------ Given entries

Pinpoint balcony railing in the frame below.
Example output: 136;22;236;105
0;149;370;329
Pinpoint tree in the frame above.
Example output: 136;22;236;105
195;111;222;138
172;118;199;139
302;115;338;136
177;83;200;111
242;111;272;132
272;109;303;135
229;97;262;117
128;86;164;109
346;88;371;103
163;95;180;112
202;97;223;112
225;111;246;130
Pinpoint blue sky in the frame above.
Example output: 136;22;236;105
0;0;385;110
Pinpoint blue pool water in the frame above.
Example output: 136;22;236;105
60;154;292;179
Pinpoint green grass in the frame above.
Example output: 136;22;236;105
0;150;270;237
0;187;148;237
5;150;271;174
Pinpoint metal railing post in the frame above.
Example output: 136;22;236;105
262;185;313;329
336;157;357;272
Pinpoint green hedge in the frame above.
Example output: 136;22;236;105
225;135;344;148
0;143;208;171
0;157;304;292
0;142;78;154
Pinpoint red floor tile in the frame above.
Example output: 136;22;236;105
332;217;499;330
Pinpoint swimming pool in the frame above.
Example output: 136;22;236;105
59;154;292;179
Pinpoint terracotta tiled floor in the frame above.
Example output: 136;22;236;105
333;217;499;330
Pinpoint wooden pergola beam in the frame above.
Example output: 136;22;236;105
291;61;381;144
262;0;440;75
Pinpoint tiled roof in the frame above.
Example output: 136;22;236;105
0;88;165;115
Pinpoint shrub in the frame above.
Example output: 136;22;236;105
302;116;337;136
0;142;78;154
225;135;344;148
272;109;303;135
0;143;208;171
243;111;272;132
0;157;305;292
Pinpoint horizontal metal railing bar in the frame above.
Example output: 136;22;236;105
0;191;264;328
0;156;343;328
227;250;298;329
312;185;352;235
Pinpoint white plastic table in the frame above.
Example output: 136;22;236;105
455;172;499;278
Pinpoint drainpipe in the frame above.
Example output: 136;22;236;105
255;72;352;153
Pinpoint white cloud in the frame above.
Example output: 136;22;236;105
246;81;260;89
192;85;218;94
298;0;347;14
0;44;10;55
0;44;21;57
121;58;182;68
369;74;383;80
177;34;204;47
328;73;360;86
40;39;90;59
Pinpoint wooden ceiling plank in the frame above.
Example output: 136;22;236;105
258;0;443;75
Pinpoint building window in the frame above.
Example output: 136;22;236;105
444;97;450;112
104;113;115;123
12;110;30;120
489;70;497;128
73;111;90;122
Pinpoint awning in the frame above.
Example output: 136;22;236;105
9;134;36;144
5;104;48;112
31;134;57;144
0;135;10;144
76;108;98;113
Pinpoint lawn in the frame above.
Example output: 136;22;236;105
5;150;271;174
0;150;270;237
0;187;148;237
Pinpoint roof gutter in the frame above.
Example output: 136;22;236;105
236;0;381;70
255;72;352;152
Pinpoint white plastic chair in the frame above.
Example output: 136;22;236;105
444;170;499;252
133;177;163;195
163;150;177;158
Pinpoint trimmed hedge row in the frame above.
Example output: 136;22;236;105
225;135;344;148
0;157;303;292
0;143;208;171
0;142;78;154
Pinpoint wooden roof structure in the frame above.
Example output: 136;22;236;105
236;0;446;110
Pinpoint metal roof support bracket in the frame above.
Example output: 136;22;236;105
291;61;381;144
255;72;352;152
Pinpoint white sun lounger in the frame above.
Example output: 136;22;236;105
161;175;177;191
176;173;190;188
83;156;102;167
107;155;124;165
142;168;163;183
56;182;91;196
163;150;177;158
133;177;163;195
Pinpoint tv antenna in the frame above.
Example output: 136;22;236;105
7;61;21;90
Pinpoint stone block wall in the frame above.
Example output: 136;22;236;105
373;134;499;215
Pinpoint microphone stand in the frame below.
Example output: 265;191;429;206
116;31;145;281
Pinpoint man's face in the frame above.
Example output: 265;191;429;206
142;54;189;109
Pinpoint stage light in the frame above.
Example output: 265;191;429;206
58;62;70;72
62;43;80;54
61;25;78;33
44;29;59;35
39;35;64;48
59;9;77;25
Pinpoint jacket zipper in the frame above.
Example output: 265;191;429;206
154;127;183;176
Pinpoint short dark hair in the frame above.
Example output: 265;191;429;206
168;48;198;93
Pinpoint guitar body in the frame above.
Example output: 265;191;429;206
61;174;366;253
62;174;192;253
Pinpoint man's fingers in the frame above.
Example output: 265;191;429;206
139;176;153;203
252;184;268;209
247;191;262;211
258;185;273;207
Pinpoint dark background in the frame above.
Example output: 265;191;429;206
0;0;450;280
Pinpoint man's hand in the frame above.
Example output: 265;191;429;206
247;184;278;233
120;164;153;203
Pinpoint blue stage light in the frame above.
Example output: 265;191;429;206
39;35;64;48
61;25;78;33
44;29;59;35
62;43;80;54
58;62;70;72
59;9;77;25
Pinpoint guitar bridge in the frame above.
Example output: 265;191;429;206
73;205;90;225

------------

* [Problem to work on]: Copy every line of the entries above without changing a single character, keeping them in their original order.

* [Answer below]:
Pinpoint balcony railing in the frame below.
Example output: 136;22;236;105
0;149;370;329
Pinpoint tree in the frame above.
Example output: 136;22;236;105
195;111;222;138
172;118;199;139
302;115;338;136
177;83;200;111
242;111;272;132
272;109;303;135
229;97;262;117
128;86;164;109
346;88;371;103
163;95;180;112
202;97;223;112
225;111;246;130
Pinpoint blue sky in the frame above.
Example output: 136;22;236;105
0;0;385;110
Pinpoint blue pool water in the frame above.
Example output: 136;22;236;105
60;154;292;179
Pinpoint green grass in the frame above.
Example output: 136;22;236;105
0;150;270;237
0;187;148;237
5;150;271;174
Pinpoint metal railing post in the frame above.
Example output: 136;22;236;105
262;185;313;329
336;157;357;272
Pinpoint green hedge in the frame above.
Example output: 136;22;236;105
225;135;344;148
0;143;208;171
0;157;304;292
0;142;78;154
Pinpoint red floor tile in the frame above.
Example output: 136;22;236;105
332;217;499;330
Pinpoint swimming pool in the frame above.
Example output: 136;22;236;105
59;154;292;179
Pinpoint terracotta tiled floor in the frame above.
Example output: 136;22;236;105
333;217;499;330
Pinpoint wooden pergola beam in the frame above.
Example output: 136;22;236;105
291;61;381;144
262;0;440;75
Pinpoint tiled roof in the frame above.
Example output: 136;22;236;105
0;88;165;115
Pinpoint shrub in the frame above.
Example output: 136;22;236;105
302;116;337;136
0;142;78;154
225;135;344;148
272;109;303;135
0;143;208;171
243;111;272;132
0;157;305;292
Pinpoint horizontal metal railing bar in the frame above.
Example output: 136;22;236;105
0;191;264;328
0;156;343;328
227;250;298;329
312;185;352;235
Pinpoint white plastic table in the frame above.
Example output: 136;22;236;105
455;172;499;278
Pinpoint drainpipe in the frame above.
Example output: 136;22;236;105
255;72;352;153
Pinpoint white cloud in the frame above.
Example output: 136;22;236;105
246;81;260;89
192;85;218;94
298;0;347;14
0;44;10;55
0;44;21;57
121;58;182;68
369;74;383;80
177;34;204;47
328;73;360;86
40;39;90;59
Pinpoint wooden ceiling plank in the frame above.
Example output: 136;22;236;105
258;0;443;75
Pinpoint building window in the frame above.
Example output: 136;22;236;105
444;97;450;112
104;113;115;123
12;110;30;120
489;70;497;128
73;111;90;122
Pinpoint awning in the frame above.
Example output: 136;22;236;105
9;134;36;144
5;104;48;112
31;134;57;144
0;135;10;144
76;108;98;113
Pinpoint lawn in the frame above.
Example output: 136;22;236;105
5;150;271;174
0;150;270;237
0;187;148;237
Pinpoint roof gutter in the frame above.
Example output: 136;22;236;105
236;0;381;70
255;72;352;152
Pinpoint white plastic chair in the frame above.
Example output: 136;22;236;105
444;170;499;252
133;177;163;195
163;150;177;158
Pinpoint trimmed hedge row in the frame above.
Example output: 136;22;236;105
225;135;344;148
0;157;303;292
0;143;208;171
0;142;78;154
Pinpoint wooden roof structure in the frame above.
Example output: 136;22;236;105
236;0;446;110
Pinpoint metal roof support bracket in the frame above.
Example output: 136;22;236;105
291;61;381;144
255;72;352;152
Pinpoint white sun lounger in the frame above.
Example output: 136;22;236;105
161;175;177;191
176;173;190;188
83;156;102;167
107;155;124;165
142;168;163;183
56;182;91;196
163;150;177;158
133;177;163;195
Pinpoint tv antenna in the frame above.
Example output: 136;22;236;105
7;61;21;90
Pinpoint stone block wall in the frame above.
Example output: 136;22;236;105
373;134;499;215
Pinpoint microphone stand in the frame below.
Example output: 265;191;429;206
116;31;145;281
Pinpoint man's face in the frame above.
Example output: 265;191;429;206
142;54;189;109
Pinpoint stage light in the frame above.
Example output: 265;191;429;206
58;62;70;72
62;43;80;54
61;25;78;33
44;29;59;35
39;35;64;48
59;9;77;25
Pinpoint jacket zipper in the frame above.
Example output: 265;191;429;206
154;127;183;176
Pinpoint short dark hair in the frame above.
Example output: 265;191;429;206
168;48;198;93
Pinpoint guitar body in the frame above.
Example output: 265;191;429;206
61;174;366;253
62;174;192;253
Pinpoint man's fingers in the frame above.
Example output: 265;191;429;206
139;176;153;203
252;184;268;209
247;191;262;211
258;185;273;207
Pinpoint dark background in the frame above.
Example output: 265;191;429;206
0;0;450;280
Pinpoint man's hand in the frame above.
Example output: 265;191;429;206
247;184;278;233
120;164;153;203
Pinpoint blue stage light in the frame above.
Example output: 265;191;429;206
39;35;64;48
61;25;78;33
44;29;59;35
62;43;80;54
58;62;70;72
59;9;77;25
Pinpoint guitar bridge in the frame above.
Example output: 265;191;429;206
73;205;90;225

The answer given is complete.